*TEXT BLOCK*:
+ + + +
With threats like zika, ebola, SARS and tuberculosis increasing, researchers are using predictive tissue culture models to more accurately reflect how humans respond to pathogens.
The lack of sophisticated models has greatly slowed the ability to understand infectious disease from both the host and the pathogen perspective.
One approach to address this problem is the use of predictive tissue culture models. To develop these models, an understanding of how cells and tissues in our bodies function in a 3D context is required.
A research team from the Arizona State University Biodesign Institute team and NASA’s Johnson Space Center, have developed a realistic 3D co-culture model, which incorporates an important immune defense cell type found in the intestine, macrophages, key cells targeted by salmonella, a leading cause of food poisoning and systemic disease worldwide.
The researchers used strains of salmonella that cause gastroenteritis and life-threatening bloodstream infections, including the multidrug resistant salmonella strain D23580, which are responsible for devastating epidemics of invasive bloodstream infections in sub-Saharan Africa.
+ + + +
*WORK REQUEST*:
Duplicate the text on tissue culture models word for word, from "One approach to" to "systemic disease worldwide.".
+ + + +
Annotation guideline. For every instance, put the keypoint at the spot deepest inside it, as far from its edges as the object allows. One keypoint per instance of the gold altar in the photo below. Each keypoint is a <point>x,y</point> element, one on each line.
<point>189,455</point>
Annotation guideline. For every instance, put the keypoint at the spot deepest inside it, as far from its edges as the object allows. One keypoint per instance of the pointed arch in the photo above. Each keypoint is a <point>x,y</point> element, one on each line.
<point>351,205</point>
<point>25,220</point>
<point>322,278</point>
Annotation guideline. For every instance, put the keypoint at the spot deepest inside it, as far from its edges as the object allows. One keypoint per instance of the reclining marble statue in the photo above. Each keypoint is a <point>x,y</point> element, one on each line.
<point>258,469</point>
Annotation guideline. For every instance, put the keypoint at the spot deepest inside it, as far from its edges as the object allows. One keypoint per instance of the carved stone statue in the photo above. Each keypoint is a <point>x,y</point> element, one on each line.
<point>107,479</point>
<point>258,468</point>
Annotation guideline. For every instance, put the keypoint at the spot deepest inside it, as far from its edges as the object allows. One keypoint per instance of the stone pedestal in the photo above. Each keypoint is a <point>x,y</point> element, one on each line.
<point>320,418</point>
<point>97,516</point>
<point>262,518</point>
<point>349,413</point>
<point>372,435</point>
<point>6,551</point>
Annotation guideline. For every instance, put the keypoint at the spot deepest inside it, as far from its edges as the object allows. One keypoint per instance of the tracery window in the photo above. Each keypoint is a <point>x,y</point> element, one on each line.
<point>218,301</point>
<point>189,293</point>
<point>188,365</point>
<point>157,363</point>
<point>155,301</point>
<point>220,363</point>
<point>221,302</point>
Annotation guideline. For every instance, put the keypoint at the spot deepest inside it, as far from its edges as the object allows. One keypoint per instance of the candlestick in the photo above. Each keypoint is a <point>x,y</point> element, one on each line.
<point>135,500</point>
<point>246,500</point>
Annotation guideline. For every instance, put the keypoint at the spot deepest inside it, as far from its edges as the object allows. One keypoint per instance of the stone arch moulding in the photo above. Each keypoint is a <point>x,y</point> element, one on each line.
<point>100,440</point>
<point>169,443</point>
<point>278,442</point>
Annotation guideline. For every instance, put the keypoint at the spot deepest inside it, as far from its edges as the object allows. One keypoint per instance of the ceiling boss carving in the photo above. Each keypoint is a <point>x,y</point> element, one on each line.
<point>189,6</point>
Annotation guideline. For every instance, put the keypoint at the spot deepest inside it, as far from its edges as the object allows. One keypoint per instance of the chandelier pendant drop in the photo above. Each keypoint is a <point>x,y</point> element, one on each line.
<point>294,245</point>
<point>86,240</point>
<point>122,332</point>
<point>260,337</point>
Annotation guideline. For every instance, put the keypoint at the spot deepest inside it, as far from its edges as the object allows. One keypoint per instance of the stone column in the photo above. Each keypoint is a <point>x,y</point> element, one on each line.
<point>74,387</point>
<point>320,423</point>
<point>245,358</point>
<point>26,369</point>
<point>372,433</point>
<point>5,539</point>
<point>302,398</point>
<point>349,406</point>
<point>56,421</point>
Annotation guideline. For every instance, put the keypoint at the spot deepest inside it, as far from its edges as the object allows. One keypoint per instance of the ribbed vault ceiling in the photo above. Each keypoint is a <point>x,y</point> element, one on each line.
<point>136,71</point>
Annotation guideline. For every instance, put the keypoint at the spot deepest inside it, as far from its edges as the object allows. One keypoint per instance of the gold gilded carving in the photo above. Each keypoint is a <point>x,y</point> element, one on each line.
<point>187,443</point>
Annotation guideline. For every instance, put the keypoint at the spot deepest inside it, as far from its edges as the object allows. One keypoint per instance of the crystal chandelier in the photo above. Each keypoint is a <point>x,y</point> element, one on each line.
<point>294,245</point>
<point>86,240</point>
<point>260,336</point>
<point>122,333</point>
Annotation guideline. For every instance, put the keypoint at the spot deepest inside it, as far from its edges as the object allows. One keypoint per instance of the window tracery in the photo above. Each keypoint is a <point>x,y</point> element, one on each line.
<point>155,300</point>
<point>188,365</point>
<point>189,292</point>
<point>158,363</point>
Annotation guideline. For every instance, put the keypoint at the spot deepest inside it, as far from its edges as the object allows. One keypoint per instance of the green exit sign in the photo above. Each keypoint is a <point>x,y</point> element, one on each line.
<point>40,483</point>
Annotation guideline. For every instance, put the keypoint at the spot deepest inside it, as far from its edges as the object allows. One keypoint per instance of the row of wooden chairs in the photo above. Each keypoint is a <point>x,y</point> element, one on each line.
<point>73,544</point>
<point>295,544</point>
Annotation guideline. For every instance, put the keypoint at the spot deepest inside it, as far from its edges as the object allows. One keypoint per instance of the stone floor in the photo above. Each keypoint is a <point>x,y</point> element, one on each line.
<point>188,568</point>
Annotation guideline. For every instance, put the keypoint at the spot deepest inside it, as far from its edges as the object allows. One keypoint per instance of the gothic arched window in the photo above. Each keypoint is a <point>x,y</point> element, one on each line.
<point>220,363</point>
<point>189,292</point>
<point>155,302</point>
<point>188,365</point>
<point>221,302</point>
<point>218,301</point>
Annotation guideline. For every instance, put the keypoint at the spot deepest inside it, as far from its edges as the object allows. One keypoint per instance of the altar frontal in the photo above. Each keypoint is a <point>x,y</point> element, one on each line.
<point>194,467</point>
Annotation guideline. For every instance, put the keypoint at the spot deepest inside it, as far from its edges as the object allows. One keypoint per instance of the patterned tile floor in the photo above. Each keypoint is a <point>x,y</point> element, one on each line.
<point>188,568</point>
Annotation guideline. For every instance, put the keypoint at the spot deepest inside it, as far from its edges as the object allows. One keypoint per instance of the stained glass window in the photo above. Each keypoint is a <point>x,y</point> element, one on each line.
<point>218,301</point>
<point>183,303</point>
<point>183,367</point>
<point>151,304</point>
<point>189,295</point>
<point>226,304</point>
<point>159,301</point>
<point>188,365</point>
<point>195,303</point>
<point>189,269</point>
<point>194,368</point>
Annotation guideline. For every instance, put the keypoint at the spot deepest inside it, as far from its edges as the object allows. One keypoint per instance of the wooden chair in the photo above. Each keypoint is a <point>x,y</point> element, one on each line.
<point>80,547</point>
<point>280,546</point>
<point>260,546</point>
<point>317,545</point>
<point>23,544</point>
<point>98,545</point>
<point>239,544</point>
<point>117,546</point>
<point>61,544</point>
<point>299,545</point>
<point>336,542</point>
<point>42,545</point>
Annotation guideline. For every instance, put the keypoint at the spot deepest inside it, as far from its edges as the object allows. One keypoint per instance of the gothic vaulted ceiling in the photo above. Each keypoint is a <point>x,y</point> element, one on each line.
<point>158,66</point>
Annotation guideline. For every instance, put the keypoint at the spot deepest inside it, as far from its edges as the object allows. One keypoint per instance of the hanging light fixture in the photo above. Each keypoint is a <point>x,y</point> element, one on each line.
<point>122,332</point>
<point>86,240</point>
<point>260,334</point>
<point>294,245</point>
+ + + +
*SOLUTION FOR THIS TASK*:
One approach to address this problem is the use of predictive tissue culture models. To develop these models, an understanding of how cells and tissues in our bodies function in a 3D context is required.
A research team from the Arizona State University Biodesign Institute team and NASA’s Johnson Space Center, have developed a realistic 3D co-culture model, which incorporates an important immune defense cell type found in the intestine, macrophages, key cells targeted by salmonella, a leading cause of food poisoning and systemic disease worldwide.